Chongo if you get graham to give a shout out to DW massive, presidential status is guaranteed.


----------



## chewy_ (Mar 5, 2014)

Cyprus the best one for me so far


----------



## wd40 (Jun 20, 2007)

Did my wife's pure white scirocco today with Mitchell and King Blanc wax.
Gloss levels are insane! . 

















































Sent from my iPhone using Tapatalk


----------



## bigmac3161 (Jul 24, 2013)

Gtechniq c1 on White RCZ and White golfR and kamazie ism on black evoque love coatings.


----------



## chongo (Jun 7, 2014)

Hufty said:


> Let's do it Eurovision style, I'm currently preloading ahead of the U.K. Entry.
> 
> So Dw this is the Lake District calling, we award chongo nil pointe for buying a white golf.


Hello DW this SCOUSE land calling, we award chongo full points and out right winner hail chongo our black car president:wave:


----------



## Hufty (Apr 27, 2015)

I shall refrain from regionalist stereotyping and baiting, being a manc. 

So what you decided for the golf then ? What about Csl topped with exo ?


----------



## chongo (Jun 7, 2014)

Hufty said:


> I shall refrain from regionalist stereotyping and baiting, being a manc.
> 
> So what you decided for the golf then ? What about Csl topped with exo ?


Scouser and a manc , a match made in heven :thumb:
Maybe that, or FK1000p just thinking of the temp around December it gets very cold in the garage because where it is:wall: and that's with the heaters on, so roughly how long is the normal cure time for Csl and exo be?:thumb:


----------



## Hufty (Apr 27, 2015)

They making you wait till December for it, thought they were everywhere. 

Read a thread other day about fkp pink wax on top of 1000 meant to be epic. Which gives me another idea prima epic two coats. Only done 1 Csl and car was garaged but due to time it was 5 days between the two. I'd give it 24 hours at least if it's indoors. You'll have to let the Mrs have the gto that week. :lol:


----------



## chongo (Jun 7, 2014)

I think that was AJ said about FK 1000p pink wax on top, see I have 1000 so I will go with that combination. As for the wife in the GTO, she would get stopped by the police for being under age she's that small.lol


----------



## Jam* (Apr 24, 2016)

Hi Lads, 

New to detailing and been buying products based on a few things, recommendation on threads/ posts, bored at work and because this detailing is additive  

I know this might be totally stupid, pointless and over the top but being new having bought the stuff and working a 5 week on/off rotation i will have plenty time on my hands and feel like i want to use all the products so here's what i was thinking of doing after full proper wash, decontamination and correction if required, then full wipe down.
::::
## [Objective 1]
In the listing, from the line containing "Practice step: put one dot on the collapsed" through the end of the listing, edit every occurrence of "dot" to "mark", leaving everything else unchanged, and give only those lines.
## [Objective 2]
Continue the forum thread on car waxes and coatings from the point where it stops.
The listing that follows the forum thread on car waxes and coatings bears no relation to it.

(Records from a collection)
::::
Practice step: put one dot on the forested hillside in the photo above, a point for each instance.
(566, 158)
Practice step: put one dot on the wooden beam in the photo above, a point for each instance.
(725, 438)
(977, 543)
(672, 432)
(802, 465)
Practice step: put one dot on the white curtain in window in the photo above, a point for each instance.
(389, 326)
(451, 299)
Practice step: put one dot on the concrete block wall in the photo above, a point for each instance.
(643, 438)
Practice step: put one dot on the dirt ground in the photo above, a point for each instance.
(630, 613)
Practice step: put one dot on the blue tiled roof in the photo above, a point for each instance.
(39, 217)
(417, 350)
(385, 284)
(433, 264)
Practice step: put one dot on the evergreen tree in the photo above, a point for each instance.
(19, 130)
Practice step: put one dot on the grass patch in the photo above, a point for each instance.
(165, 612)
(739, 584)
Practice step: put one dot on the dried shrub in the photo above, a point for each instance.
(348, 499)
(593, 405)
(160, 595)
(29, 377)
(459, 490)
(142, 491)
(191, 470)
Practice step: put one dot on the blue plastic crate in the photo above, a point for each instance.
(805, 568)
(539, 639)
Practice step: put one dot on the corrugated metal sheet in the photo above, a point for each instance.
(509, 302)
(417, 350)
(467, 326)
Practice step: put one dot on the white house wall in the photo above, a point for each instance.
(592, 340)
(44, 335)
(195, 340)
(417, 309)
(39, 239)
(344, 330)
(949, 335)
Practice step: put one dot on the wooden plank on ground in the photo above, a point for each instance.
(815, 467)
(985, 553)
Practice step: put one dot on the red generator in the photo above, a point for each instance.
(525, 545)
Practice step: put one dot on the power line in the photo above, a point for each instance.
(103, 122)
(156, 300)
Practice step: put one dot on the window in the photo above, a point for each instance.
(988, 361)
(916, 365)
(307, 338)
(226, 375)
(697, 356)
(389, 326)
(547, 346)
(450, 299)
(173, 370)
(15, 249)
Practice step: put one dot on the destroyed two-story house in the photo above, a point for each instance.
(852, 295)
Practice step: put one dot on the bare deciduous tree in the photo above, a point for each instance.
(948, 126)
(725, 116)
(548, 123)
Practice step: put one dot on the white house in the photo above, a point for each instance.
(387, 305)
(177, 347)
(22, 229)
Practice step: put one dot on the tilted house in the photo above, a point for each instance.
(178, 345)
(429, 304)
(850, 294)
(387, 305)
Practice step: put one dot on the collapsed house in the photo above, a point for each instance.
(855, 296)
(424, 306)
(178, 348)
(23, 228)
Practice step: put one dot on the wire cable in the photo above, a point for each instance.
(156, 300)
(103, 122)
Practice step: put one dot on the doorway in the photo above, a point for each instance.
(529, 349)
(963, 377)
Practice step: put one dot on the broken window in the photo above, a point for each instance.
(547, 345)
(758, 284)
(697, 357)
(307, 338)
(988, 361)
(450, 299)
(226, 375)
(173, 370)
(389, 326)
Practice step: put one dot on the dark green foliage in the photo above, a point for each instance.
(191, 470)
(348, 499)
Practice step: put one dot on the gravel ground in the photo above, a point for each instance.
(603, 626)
::::
## [Output 1]
Practice step: put one mark on the collapsed house in the photo above, a point for each instance.
(855, 296)
(424, 306)
(178, 348)
(23, 228)
Practice step: put one mark on the wire cable in the photo above, a point for each instance.
(156, 300)
(103, 122)
Practice step: put one mark on the doorway in the photo above, a point for each instance.
(529, 349)
(963, 377)
Practice step: put one mark on the broken window in the photo above, a point for each instance.
(547, 345)
(758, 284)
(697, 357)
(307, 338)
(988, 361)
(450, 299)
(226, 375)
(173, 370)
(389, 326)
Practice step: put one mark on the dark green foliage in the photo above, a point for each instance.
(191, 470)
(348, 499)
Practice step: put one mark on the gravel ground in the photo above, a point for each instance.
(603, 626)

## [Output 2]
"will be practising on scarp panel with the DA" 

So here is what i was thinking 

"White Car" 

C.G White Light or PB White Diamond "still to buy" 
C.G Jetseal 
Fk1000p 
Fk Pink Wax 

Recommendations are that its best to put down two coats of Jetseal or sealant so i was wondering why not just use both the jetseal then Fk1000p or vice versa. 

Would be nice to hear your thoughts of has this been done and failed. 

Cheers 

Jason


----------



## FallenAngel (Oct 24, 2015)

Jam* said:


> Hi Lads,
> 
> New to detailing and been buying products based on a few things, recommendation on threads/ posts, bored at work and because this detailing is additive
> 
> ...


Ditch the Jetseal, FK 1000 is same kind of product (sealent) but with far much better durability. Whitelight or white diamond, FK 1000 then top up with pink wax. Should look great. Just one note , Applying anything before Fk 1000 like glazes, will reduce durability of FK 1000, because it wont properly as It would on a bare paint. But nothing major,you should be good :buffer::thumb:


----------



## chongo (Jun 7, 2014)

Morning Jam, are you going to wait till you buy the glaze then apply? Or you just going straight to a sealant if so then get yourself some R222 cleanser polish, 2-3 layers of jetseal 109 apply first layer, leave it for 20 mins remove 30-40 mins apply second layer and same again. As for wax I would recommend Pete's 23 wax from chemical guys as I have not used fi pink wax before. There is no need to apply 109 then FK1000p as they are both sealants.


----------



## Summit Detailing (Oct 9, 2006)

Coating - CSL + Exo
Wax/sealant - FK1000P

You should be fine application wise with CSL+Exo providing temp is above 5 degrees.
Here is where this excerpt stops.